■ Prompt ■
Can you quote the lines below exactly, starting at the line with "Indicate the concrete" and going through the last one?

■ Data section ■
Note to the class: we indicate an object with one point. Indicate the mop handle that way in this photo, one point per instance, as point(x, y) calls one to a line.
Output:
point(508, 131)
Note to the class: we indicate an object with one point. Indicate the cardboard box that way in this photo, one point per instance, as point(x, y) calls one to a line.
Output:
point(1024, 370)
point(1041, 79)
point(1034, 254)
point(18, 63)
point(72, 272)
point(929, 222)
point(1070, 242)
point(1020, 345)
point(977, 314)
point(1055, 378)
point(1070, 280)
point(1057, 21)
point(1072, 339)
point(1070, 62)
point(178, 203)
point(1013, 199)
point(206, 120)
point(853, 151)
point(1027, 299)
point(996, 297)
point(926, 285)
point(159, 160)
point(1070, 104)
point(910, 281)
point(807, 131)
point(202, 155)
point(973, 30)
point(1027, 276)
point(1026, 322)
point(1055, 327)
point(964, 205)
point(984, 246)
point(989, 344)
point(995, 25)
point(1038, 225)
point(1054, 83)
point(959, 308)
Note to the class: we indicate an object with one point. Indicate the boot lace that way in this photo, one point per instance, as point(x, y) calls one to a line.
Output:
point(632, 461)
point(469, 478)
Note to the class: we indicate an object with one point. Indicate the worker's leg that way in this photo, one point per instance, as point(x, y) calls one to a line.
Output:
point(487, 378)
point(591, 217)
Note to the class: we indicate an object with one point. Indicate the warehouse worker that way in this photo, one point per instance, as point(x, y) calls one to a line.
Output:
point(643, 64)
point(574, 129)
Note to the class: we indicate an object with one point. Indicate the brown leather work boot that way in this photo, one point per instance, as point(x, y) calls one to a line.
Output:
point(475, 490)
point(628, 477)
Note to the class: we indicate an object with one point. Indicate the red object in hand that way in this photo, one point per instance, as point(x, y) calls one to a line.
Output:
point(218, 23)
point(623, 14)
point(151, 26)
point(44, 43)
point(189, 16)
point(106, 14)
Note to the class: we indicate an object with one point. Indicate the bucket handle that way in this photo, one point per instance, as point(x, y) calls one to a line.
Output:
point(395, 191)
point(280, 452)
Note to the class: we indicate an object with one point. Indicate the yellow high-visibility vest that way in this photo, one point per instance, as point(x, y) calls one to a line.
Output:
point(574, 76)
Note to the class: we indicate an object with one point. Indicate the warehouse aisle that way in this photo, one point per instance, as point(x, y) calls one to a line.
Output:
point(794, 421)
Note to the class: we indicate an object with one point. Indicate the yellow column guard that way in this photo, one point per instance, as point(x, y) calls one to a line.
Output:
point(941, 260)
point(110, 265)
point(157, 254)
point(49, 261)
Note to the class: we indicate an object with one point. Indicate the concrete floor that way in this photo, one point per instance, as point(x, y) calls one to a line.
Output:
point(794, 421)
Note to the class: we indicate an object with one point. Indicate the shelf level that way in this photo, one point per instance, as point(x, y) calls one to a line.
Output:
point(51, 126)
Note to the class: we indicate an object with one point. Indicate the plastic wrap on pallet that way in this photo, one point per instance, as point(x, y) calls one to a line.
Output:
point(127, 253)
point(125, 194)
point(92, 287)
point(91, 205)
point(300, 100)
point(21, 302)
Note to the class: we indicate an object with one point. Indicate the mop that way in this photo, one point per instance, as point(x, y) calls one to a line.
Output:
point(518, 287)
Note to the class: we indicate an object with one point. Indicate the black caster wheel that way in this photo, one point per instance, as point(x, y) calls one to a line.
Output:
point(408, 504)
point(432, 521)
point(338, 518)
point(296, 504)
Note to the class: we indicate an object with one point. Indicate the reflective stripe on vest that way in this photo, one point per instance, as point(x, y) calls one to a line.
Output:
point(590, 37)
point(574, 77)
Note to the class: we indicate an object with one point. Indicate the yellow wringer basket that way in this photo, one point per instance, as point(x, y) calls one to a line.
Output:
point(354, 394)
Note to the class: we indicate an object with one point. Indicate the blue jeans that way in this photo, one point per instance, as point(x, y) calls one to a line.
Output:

■ Task response ■
Note to the class: we indicate an object with one point. Indicate the concrete floor that way in this photo, one point per instance, as point(x, y) calls one to a line.
Output:
point(794, 421)
Note to the class: we indicate an object with one point. Indicate the shelf level that way in this photo, one point per instance, as point(x, y) calls one to a line.
Output:
point(51, 126)
Note to the class: we indicate an object with one point. Indicate the plastic wrap on pallet that way in this photo, one point per instance, as point(x, y) calls one to a line.
Output:
point(127, 253)
point(125, 194)
point(92, 287)
point(91, 205)
point(300, 100)
point(21, 302)
Note to the class: we indicate an object with one point. Indicate the mop that way in this photo, one point per instance, as point(x, y) calls one to a line.
Output:
point(518, 287)
Note to the class: we indicate an object with one point. Indicate the black caster wheel that way in this photo, one point per instance, as point(x, y) calls one to a line.
Output:
point(408, 504)
point(432, 521)
point(338, 518)
point(296, 504)
Note to the class: we indicate an object with one point. Indicate the reflective stripe on vest that way in this photo, one point per instance, as point(x, y) calls one to a line.
Output:
point(590, 37)
point(574, 77)
Note to the class: we indicate an object with one point. Indicate the yellow wringer basket that way in this photo, one point per instance, as point(x, y) calls one to a line.
Output:
point(354, 394)
Note to the class: we indicate an object with one point. Indicate the blue jeans that way in this photo, one point per instance, as point(x, y) calls one to a line.
Output:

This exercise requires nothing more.